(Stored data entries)

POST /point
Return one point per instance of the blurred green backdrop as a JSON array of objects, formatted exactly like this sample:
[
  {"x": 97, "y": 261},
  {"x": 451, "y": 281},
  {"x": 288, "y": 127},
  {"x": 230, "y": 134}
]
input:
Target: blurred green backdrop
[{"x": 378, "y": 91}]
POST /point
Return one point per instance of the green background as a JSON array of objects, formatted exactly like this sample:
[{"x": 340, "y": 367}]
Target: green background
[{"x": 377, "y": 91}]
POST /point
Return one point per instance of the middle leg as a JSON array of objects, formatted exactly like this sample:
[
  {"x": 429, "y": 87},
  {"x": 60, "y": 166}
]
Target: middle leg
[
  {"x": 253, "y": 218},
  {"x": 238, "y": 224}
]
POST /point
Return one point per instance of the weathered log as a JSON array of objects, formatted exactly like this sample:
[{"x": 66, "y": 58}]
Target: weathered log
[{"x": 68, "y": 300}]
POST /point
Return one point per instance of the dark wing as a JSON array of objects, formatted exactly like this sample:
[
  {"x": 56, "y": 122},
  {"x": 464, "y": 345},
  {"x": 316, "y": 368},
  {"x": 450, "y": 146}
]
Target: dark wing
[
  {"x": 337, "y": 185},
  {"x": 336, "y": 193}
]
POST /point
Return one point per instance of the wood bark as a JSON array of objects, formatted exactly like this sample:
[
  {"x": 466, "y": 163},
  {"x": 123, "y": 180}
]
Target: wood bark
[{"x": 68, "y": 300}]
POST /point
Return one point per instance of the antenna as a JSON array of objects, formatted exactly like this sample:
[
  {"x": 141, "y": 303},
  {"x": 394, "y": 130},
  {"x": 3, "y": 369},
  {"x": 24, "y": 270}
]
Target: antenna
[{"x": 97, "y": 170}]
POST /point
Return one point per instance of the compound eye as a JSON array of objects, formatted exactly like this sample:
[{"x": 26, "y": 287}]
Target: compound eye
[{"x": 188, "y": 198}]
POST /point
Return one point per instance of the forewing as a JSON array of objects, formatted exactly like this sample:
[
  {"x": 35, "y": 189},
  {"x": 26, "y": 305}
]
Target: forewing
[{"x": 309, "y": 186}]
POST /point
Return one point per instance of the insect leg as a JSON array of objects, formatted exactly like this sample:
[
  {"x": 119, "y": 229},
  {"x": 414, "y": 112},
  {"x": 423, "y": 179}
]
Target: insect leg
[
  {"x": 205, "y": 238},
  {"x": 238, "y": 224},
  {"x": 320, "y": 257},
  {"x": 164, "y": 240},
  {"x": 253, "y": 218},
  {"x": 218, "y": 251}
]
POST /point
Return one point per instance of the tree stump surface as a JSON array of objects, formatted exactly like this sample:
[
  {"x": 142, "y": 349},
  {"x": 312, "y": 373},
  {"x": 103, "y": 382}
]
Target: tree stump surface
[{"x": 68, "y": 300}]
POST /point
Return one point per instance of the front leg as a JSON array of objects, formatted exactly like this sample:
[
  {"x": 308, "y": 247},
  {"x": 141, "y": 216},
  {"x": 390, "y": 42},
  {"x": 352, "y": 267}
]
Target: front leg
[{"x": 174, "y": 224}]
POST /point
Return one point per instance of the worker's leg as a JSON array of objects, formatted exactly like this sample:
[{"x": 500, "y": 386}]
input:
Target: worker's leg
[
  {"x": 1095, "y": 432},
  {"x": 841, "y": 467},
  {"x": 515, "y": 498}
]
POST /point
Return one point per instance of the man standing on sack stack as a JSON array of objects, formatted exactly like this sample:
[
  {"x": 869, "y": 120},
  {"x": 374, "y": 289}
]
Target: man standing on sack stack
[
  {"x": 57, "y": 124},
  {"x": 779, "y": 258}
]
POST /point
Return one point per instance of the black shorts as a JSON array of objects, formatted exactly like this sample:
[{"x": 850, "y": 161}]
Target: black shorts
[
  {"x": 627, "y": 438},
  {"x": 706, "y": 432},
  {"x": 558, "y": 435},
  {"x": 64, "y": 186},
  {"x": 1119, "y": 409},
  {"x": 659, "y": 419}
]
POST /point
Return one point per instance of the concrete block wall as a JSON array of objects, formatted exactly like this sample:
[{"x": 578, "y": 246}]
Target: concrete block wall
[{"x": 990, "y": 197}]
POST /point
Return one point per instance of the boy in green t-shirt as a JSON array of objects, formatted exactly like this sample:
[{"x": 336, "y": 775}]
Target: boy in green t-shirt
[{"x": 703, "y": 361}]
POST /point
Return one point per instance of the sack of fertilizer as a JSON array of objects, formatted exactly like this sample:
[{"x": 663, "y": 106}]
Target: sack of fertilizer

→ Problem to work on: Set down every line of the listing above again, exactly as given.

→ Exercise result:
POST /point
Return one point per instance of the blurred green backdrop as a JSON array of objects, formatted exactly like this sample:
[
  {"x": 97, "y": 261},
  {"x": 451, "y": 281},
  {"x": 288, "y": 127},
  {"x": 230, "y": 134}
]
input:
Target: blurred green backdrop
[{"x": 378, "y": 91}]
POST /point
Return one point per instance of the green background as a JSON array of objects, formatted exactly like this sample:
[{"x": 340, "y": 367}]
Target: green background
[{"x": 377, "y": 91}]
POST /point
Return one point per instance of the middle leg as a JSON array of objects, formatted exactly like this sample:
[
  {"x": 429, "y": 87},
  {"x": 60, "y": 166}
]
Target: middle leg
[
  {"x": 253, "y": 218},
  {"x": 238, "y": 224}
]
POST /point
Return one point per instance of the weathered log as a JSON array of objects, formatted exactly like this sample:
[{"x": 66, "y": 58}]
Target: weathered log
[{"x": 68, "y": 300}]
POST /point
Return one point per instance of the dark wing as a JSON array of objects, formatted exactly like this sample:
[
  {"x": 56, "y": 122},
  {"x": 464, "y": 345},
  {"x": 316, "y": 368},
  {"x": 450, "y": 146}
]
Target: dark wing
[
  {"x": 337, "y": 185},
  {"x": 336, "y": 193}
]
POST /point
Return one point per instance of the wood bark as a JSON array of objects, formatted exactly like this sample:
[
  {"x": 466, "y": 163},
  {"x": 123, "y": 180}
]
Target: wood bark
[{"x": 68, "y": 300}]
POST /point
Return one point per instance of the antenna as a JSON array of objects, formatted exactly like this sample:
[
  {"x": 141, "y": 303},
  {"x": 394, "y": 130},
  {"x": 3, "y": 369},
  {"x": 24, "y": 270}
]
Target: antenna
[{"x": 97, "y": 170}]
POST /point
Return one point per instance of the compound eye as a JSON array of objects, formatted exactly like this sample:
[{"x": 26, "y": 287}]
Target: compound eye
[{"x": 188, "y": 198}]
POST /point
Return one point per instance of the forewing as a JSON array of objects, formatted exactly like this sample:
[
  {"x": 35, "y": 189},
  {"x": 26, "y": 305}
]
Target: forewing
[{"x": 309, "y": 186}]
POST /point
Return one point per instance of the insect leg as a JSON array of objects, formatted exactly like this sample:
[
  {"x": 119, "y": 229},
  {"x": 414, "y": 112},
  {"x": 423, "y": 179}
]
Target: insect leg
[
  {"x": 205, "y": 238},
  {"x": 238, "y": 224},
  {"x": 320, "y": 257},
  {"x": 164, "y": 240},
  {"x": 253, "y": 218},
  {"x": 218, "y": 251}
]
POST /point
Return one point per instance of the tree stump surface as a JSON array of objects, formatted exactly like this sample:
[
  {"x": 142, "y": 349},
  {"x": 312, "y": 373},
  {"x": 103, "y": 382}
]
Target: tree stump surface
[{"x": 68, "y": 300}]
POST /point
Return one point per instance of the front leg as a JSON array of objects, formatted exactly like this sample:
[
  {"x": 308, "y": 247},
  {"x": 141, "y": 216},
  {"x": 390, "y": 42},
  {"x": 352, "y": 267}
]
Target: front leg
[{"x": 174, "y": 224}]
POST /point
Return one point per instance of the worker's leg as a JSON array of objects, formatted exactly like this sample:
[{"x": 500, "y": 386}]
input:
Target: worker's leg
[
  {"x": 1095, "y": 432},
  {"x": 841, "y": 467},
  {"x": 515, "y": 498}
]
POST /point
Return one point per instance of the man standing on sack stack as a JSON array of objects, formatted exactly like this sample:
[
  {"x": 869, "y": 120},
  {"x": 374, "y": 289}
]
Target: man standing on sack stack
[
  {"x": 57, "y": 124},
  {"x": 779, "y": 258}
]
POST /point
Return one point per instance of the black shorts as a JSON array of objects, formatted exactly like this sample:
[{"x": 850, "y": 161}]
Target: black shorts
[
  {"x": 627, "y": 438},
  {"x": 706, "y": 432},
  {"x": 558, "y": 435},
  {"x": 64, "y": 186},
  {"x": 1119, "y": 409},
  {"x": 659, "y": 419}
]
POST /point
Return one point per instance of the concrete block wall as a JSON array of objects, formatted exactly like this sample:
[{"x": 578, "y": 246}]
Target: concrete block wall
[{"x": 990, "y": 197}]
POST /point
Return one point per instance of the boy in green t-shirt as a JSON array of objects, formatted exactly like this sample:
[{"x": 336, "y": 775}]
Target: boy in green t-shirt
[{"x": 703, "y": 361}]
POST /point
Return one point per instance of the sack of fertilizer as a JSON array of objects, formatted exactly like this sample:
[{"x": 663, "y": 106}]
Target: sack of fertilizer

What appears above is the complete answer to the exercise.